## EXERCISE DIRECTIONS
Return verbatim the run of lines that opens with the line holding "Could you please spot the carbon" and closes with the last line of the records.

####

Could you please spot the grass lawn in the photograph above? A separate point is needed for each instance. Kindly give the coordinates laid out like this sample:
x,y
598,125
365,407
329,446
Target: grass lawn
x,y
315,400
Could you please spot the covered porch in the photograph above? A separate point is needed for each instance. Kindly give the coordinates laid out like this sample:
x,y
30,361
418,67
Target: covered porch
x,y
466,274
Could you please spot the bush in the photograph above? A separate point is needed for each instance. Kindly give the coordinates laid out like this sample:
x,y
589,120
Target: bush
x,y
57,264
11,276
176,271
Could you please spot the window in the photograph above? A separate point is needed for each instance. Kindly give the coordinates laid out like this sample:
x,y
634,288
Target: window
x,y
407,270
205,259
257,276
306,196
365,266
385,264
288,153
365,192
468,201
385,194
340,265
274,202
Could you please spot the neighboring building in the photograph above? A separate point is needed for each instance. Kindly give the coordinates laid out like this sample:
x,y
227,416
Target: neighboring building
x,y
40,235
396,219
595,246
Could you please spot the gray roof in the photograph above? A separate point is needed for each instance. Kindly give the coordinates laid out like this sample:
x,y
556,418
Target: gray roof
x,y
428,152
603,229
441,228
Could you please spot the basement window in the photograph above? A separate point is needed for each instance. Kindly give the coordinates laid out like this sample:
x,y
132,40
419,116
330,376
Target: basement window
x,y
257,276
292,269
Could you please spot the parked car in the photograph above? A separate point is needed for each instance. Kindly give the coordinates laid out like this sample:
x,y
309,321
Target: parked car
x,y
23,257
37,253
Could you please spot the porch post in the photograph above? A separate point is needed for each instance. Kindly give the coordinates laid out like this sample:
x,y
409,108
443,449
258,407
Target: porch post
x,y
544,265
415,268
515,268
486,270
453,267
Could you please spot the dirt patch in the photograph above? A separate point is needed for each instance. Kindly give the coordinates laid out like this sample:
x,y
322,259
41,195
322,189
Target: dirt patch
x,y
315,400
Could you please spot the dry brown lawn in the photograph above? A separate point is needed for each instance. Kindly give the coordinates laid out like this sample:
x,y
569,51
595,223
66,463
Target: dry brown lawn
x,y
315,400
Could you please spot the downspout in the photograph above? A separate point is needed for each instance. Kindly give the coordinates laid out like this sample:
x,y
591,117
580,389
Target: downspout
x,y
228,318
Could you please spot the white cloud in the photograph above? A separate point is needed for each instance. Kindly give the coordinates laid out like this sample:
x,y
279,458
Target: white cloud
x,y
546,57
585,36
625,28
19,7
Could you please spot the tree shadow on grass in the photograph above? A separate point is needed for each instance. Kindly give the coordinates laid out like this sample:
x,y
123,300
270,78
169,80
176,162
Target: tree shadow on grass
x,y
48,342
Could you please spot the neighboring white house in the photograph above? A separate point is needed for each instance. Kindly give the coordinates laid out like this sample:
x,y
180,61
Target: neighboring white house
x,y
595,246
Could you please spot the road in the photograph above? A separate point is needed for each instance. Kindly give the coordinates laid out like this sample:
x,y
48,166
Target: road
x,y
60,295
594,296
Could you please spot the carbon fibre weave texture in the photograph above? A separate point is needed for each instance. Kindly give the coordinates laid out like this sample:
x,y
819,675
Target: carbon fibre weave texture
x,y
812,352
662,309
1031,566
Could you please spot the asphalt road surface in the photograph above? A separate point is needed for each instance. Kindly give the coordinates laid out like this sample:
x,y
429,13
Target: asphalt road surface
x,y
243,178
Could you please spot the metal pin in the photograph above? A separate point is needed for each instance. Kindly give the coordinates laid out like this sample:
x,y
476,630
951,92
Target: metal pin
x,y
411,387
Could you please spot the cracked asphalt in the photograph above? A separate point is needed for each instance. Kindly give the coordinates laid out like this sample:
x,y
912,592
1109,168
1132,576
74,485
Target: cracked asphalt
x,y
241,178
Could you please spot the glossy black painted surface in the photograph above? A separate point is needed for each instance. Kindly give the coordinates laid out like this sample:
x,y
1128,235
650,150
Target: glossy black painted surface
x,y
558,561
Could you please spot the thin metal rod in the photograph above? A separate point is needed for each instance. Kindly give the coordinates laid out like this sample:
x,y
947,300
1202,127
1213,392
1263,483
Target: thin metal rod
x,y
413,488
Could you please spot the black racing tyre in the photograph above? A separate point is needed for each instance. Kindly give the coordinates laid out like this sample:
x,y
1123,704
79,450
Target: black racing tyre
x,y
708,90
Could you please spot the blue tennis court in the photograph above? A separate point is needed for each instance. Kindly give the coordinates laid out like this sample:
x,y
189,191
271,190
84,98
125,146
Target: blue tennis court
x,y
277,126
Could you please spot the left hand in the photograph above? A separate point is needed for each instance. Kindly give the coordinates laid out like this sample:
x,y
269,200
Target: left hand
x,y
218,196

####

## RESPONSE
Could you please spot the carbon fibre weave texture in the photograph above? A separate point is needed for each instance. Kindly give the coordinates laid out like this sample:
x,y
819,675
Target: carbon fibre weave texture
x,y
812,352
662,309
1031,566
Could you please spot the asphalt road surface in the photograph above? A separate point is needed for each instance. Kindly give the coordinates laid out like this sample:
x,y
429,13
Target: asphalt road surface
x,y
243,178
Could you please spot the metal pin in the photograph above? A separate point is needed for each instance. Kindly give the coordinates laid out like this sample:
x,y
476,630
951,92
Target: metal pin
x,y
411,387
Could you please spot the cracked asphalt in the photograph above? A separate point is needed for each instance. Kindly give the coordinates laid out like this sample:
x,y
912,592
1109,168
1132,576
74,485
Target: cracked asphalt
x,y
241,178
Could you please spot the glossy black painted surface in the photograph above? A separate point is needed for each instance. Kindly give the coordinates laid out like this sample:
x,y
1128,235
650,150
Target: glossy black painted surface
x,y
558,561
Could you please spot the thin metal rod in the photograph above? A separate point is needed for each instance. Kindly give the coordinates laid out like this sample:
x,y
947,300
1202,127
1213,392
1263,483
Target: thin metal rod
x,y
413,488
Could you please spot the black racing tyre in the photograph above? A separate point is needed for each instance. Kindly give the coordinates laid out like this sample:
x,y
1123,704
79,450
Target: black racing tyre
x,y
708,90
Could you please spot the blue tennis court in the photograph above? A separate point is needed for each instance. Kindly give the coordinates laid out like this sample:
x,y
189,191
271,190
84,98
125,146
Target: blue tennis court
x,y
277,126
Could you please spot the left hand in the photograph above? A separate point is needed for each instance. Kindly give the coordinates laid out like this sample:
x,y
269,200
Target: left hand
x,y
218,196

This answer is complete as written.